**What you need to do**
Please give back only the lines below from the one containing "71H321L314 66L300 81L312" to the one containing "negative clicks: (332, 90) (275, 134)", each repeated word for word, both ends included.

**Provided data**
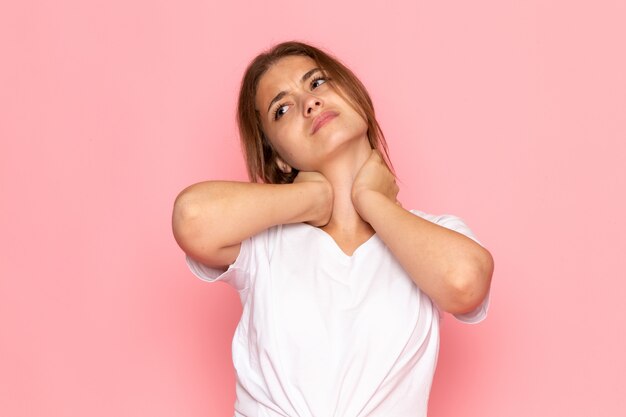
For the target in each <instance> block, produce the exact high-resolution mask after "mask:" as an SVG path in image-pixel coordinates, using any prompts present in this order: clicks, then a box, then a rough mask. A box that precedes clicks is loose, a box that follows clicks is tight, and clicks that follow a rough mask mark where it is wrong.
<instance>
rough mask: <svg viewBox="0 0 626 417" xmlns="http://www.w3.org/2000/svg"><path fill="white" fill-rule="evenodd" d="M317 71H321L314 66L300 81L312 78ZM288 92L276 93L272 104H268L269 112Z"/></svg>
mask: <svg viewBox="0 0 626 417" xmlns="http://www.w3.org/2000/svg"><path fill="white" fill-rule="evenodd" d="M317 71H321V70H320V69H319V68H313V69H312V70H309V71H307V72H306V73H305V74H304V75H303V76H302V78H301V79H300V83H303V82H305V81H306V80H308V79H309V78H311V75H313V74H315V73H316V72H317ZM286 94H287V92H286V91H281V92H280V93H278V94H276V97H274V98H273V99H272V101H270V105H269V106H267V112H268V113H269V111H270V109H271V108H272V106H273V105H274V103H276V102H277V101H278V100H280V99H281V98H283V97H285V95H286Z"/></svg>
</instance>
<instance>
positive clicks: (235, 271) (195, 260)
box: [185, 238, 252, 291]
mask: <svg viewBox="0 0 626 417" xmlns="http://www.w3.org/2000/svg"><path fill="white" fill-rule="evenodd" d="M251 246H252V238H250V239H246V240H244V241H243V242H241V248H240V250H239V255H238V256H237V259H235V262H233V263H232V264H230V265H229V266H228V268H227V269H226V270H222V269H218V268H213V267H210V266H208V265H205V264H203V263H201V262H199V261H197V260H195V259H194V258H192V257H191V256H189V255H186V258H185V260H186V262H187V266H188V267H189V269H190V270H191V272H192V273H193V274H194V275H195V276H196V277H198V278H200V279H201V280H203V281H207V282H217V281H223V282H225V283H227V284H229V285H230V286H232V287H233V288H235V289H236V290H237V291H242V290H245V289H246V288H248V286H249V282H250V263H251V254H250V252H251Z"/></svg>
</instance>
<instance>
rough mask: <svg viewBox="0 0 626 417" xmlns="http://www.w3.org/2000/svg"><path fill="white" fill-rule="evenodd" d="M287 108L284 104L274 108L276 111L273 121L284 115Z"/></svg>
mask: <svg viewBox="0 0 626 417" xmlns="http://www.w3.org/2000/svg"><path fill="white" fill-rule="evenodd" d="M287 107H289V106H287V105H286V104H280V105H278V107H277V108H276V111H274V120H278V119H280V118H281V117H282V116H283V114H285V113H286V112H287Z"/></svg>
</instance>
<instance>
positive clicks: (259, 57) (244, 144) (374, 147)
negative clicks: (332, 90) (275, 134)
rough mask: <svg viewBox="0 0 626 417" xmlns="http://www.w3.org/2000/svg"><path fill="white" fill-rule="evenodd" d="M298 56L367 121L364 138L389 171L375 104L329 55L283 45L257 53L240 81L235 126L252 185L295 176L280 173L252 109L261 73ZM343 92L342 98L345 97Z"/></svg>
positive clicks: (310, 50) (350, 76)
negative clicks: (378, 124)
mask: <svg viewBox="0 0 626 417" xmlns="http://www.w3.org/2000/svg"><path fill="white" fill-rule="evenodd" d="M292 55H301V56H308V57H309V58H311V59H313V60H314V61H315V63H316V64H317V66H318V67H319V68H320V69H321V70H322V71H323V72H324V73H325V74H326V75H327V76H328V77H329V81H328V82H330V83H331V85H333V83H335V85H336V86H339V87H340V88H339V89H336V90H337V92H338V93H339V94H341V95H342V97H343V98H344V99H345V100H346V101H348V103H350V104H351V105H352V106H353V107H354V108H355V109H356V111H357V112H359V113H360V114H361V115H362V116H363V118H364V119H365V120H366V122H367V128H368V129H367V137H368V139H369V143H370V146H371V147H372V149H378V150H380V151H381V153H382V154H383V158H384V160H385V163H386V164H387V166H389V167H390V168H391V163H390V161H389V154H388V151H387V142H386V141H385V136H384V134H383V132H382V130H381V128H380V126H379V125H378V122H377V121H376V117H375V115H374V105H373V104H372V100H371V98H370V96H369V94H368V92H367V90H366V89H365V86H364V85H363V84H362V83H361V81H359V79H358V78H357V77H356V76H355V75H354V73H353V72H352V71H351V70H350V69H349V68H348V67H346V66H345V65H343V64H342V63H341V62H340V61H339V60H338V59H337V58H335V57H333V56H332V55H330V54H328V53H326V52H324V51H322V50H320V49H318V48H316V47H314V46H311V45H307V44H305V43H302V42H295V41H291V42H283V43H280V44H278V45H276V46H274V47H273V48H271V49H269V50H268V51H266V52H263V53H261V54H259V55H258V56H257V57H256V58H254V59H253V60H252V62H250V64H249V65H248V68H247V69H246V72H245V73H244V76H243V79H242V81H241V89H240V91H239V102H238V105H237V123H238V125H239V135H240V139H241V145H242V148H243V151H244V154H245V158H246V165H247V167H248V176H249V177H250V180H251V181H252V182H259V180H261V181H263V182H265V183H270V184H285V183H291V182H293V180H294V179H295V177H296V175H298V171H297V170H296V169H293V170H292V171H291V172H290V173H284V172H283V171H281V170H280V169H279V167H278V165H277V163H276V157H277V156H278V154H277V152H276V151H275V150H274V148H273V147H272V144H271V143H270V141H269V140H268V139H267V137H266V136H265V134H264V133H263V129H262V127H261V119H260V115H259V114H258V111H257V110H256V108H255V99H256V93H257V87H258V85H259V81H260V79H261V77H262V76H263V74H265V72H266V71H267V70H268V69H270V67H271V66H272V65H274V64H275V63H276V62H277V61H278V60H280V59H281V58H284V57H287V56H292ZM344 92H345V95H344Z"/></svg>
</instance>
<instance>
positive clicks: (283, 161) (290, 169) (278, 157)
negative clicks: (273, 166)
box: [276, 156, 291, 174]
mask: <svg viewBox="0 0 626 417" xmlns="http://www.w3.org/2000/svg"><path fill="white" fill-rule="evenodd" d="M276 165H278V169H280V170H281V171H283V173H285V174H289V173H290V172H291V166H290V165H289V164H288V163H286V162H285V161H283V160H282V159H280V157H278V156H277V157H276Z"/></svg>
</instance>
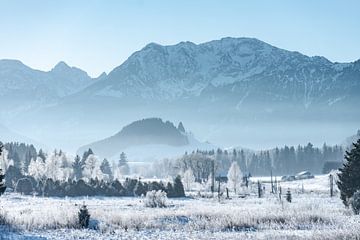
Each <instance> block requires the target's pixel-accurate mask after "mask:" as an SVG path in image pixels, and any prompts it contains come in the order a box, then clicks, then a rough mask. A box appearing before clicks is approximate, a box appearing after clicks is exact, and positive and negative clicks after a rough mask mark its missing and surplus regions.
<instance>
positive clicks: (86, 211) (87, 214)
mask: <svg viewBox="0 0 360 240" xmlns="http://www.w3.org/2000/svg"><path fill="white" fill-rule="evenodd" d="M78 217H79V224H80V226H81V227H82V228H87V227H89V220H90V214H89V211H88V209H87V207H86V205H85V204H83V205H82V206H81V207H80V210H79V213H78Z"/></svg>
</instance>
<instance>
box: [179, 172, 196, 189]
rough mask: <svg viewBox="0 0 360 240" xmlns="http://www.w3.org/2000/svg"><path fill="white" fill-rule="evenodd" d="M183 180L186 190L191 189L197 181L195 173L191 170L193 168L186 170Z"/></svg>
mask: <svg viewBox="0 0 360 240" xmlns="http://www.w3.org/2000/svg"><path fill="white" fill-rule="evenodd" d="M182 179H183V182H184V185H185V189H186V191H189V190H190V189H191V186H192V185H193V184H194V182H195V177H194V173H193V171H192V170H191V168H189V169H188V170H186V171H185V172H184V174H183V178H182Z"/></svg>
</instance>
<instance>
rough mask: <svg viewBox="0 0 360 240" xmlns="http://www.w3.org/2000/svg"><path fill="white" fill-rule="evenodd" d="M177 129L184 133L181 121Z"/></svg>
mask: <svg viewBox="0 0 360 240" xmlns="http://www.w3.org/2000/svg"><path fill="white" fill-rule="evenodd" d="M178 130H179V131H180V132H182V133H185V128H184V125H183V124H182V122H179V125H178Z"/></svg>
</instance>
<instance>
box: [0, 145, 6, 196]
mask: <svg viewBox="0 0 360 240" xmlns="http://www.w3.org/2000/svg"><path fill="white" fill-rule="evenodd" d="M3 148H4V145H3V144H2V142H0V156H1V154H2V151H3ZM4 178H5V174H3V172H2V169H0V195H2V194H3V193H4V192H5V190H6V186H5V181H4Z"/></svg>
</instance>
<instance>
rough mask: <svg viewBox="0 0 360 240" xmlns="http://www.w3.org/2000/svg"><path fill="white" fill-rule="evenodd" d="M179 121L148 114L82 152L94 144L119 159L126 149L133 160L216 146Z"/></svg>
mask: <svg viewBox="0 0 360 240" xmlns="http://www.w3.org/2000/svg"><path fill="white" fill-rule="evenodd" d="M181 126H182V124H181V125H179V126H178V127H175V126H174V124H173V123H172V122H169V121H166V122H163V121H162V119H160V118H147V119H142V120H139V121H135V122H132V123H130V124H129V125H127V126H125V127H123V129H122V130H121V131H120V132H118V133H116V134H115V135H113V136H111V137H108V138H105V139H103V140H100V141H97V142H94V143H90V144H88V145H85V146H83V147H81V148H80V149H79V150H78V151H77V152H78V154H79V155H81V154H82V153H83V152H85V151H86V150H88V149H89V148H91V149H92V150H93V152H94V153H95V154H96V155H98V156H100V157H103V158H110V159H117V158H118V157H119V156H120V153H121V152H122V151H124V152H126V153H127V154H128V156H129V159H130V160H132V161H154V160H156V159H160V158H163V157H175V156H181V155H182V154H184V153H185V152H186V151H189V152H190V151H195V150H196V149H213V148H215V146H214V145H211V144H209V143H201V142H199V141H197V140H196V139H195V138H194V137H193V136H192V135H191V134H189V133H187V132H185V129H184V128H182V127H181Z"/></svg>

**Completed exercise**
rough mask: <svg viewBox="0 0 626 417" xmlns="http://www.w3.org/2000/svg"><path fill="white" fill-rule="evenodd" d="M317 71H321L314 66L300 81L312 78ZM288 92L276 93L272 104H268L269 112Z"/></svg>
mask: <svg viewBox="0 0 626 417" xmlns="http://www.w3.org/2000/svg"><path fill="white" fill-rule="evenodd" d="M317 71H321V70H320V69H319V68H313V69H312V70H309V71H307V72H306V73H305V74H304V75H303V76H302V78H301V79H300V83H303V82H305V81H306V80H308V79H309V78H311V75H313V74H315V73H316V72H317ZM286 94H287V92H286V91H281V92H280V93H278V94H276V97H274V98H273V99H272V101H270V105H269V106H267V112H268V113H269V111H270V109H271V108H272V106H273V105H274V103H276V102H277V101H278V100H280V99H281V98H283V97H285V95H286Z"/></svg>
</instance>
<instance>
positive clicks: (235, 271) (195, 260)
box: [185, 238, 252, 291]
mask: <svg viewBox="0 0 626 417" xmlns="http://www.w3.org/2000/svg"><path fill="white" fill-rule="evenodd" d="M251 246H252V238H250V239H246V240H244V241H243V242H241V248H240V250H239V255H238V256H237V259H235V262H233V263H232V264H230V265H229V266H228V268H227V269H226V270H222V269H218V268H213V267H210V266H208V265H205V264H203V263H201V262H199V261H197V260H195V259H194V258H192V257H191V256H189V255H186V258H185V260H186V262H187V266H188V267H189V269H190V270H191V272H192V273H193V274H194V275H195V276H196V277H198V278H200V279H201V280H203V281H207V282H217V281H223V282H225V283H227V284H229V285H230V286H232V287H233V288H235V289H236V290H237V291H242V290H245V289H246V288H248V286H249V282H250V263H251V254H250V252H251Z"/></svg>
</instance>
<instance>
rough mask: <svg viewBox="0 0 626 417" xmlns="http://www.w3.org/2000/svg"><path fill="white" fill-rule="evenodd" d="M287 108L284 104L274 108L276 111L273 121L284 115Z"/></svg>
mask: <svg viewBox="0 0 626 417" xmlns="http://www.w3.org/2000/svg"><path fill="white" fill-rule="evenodd" d="M287 107H289V106H287V105H286V104H280V105H278V107H277V108H276V111H274V120H278V119H280V118H281V117H282V116H283V114H285V113H286V112H287Z"/></svg>
</instance>
<instance>
positive clicks: (259, 57) (244, 144) (374, 147)
negative clicks: (332, 90) (275, 134)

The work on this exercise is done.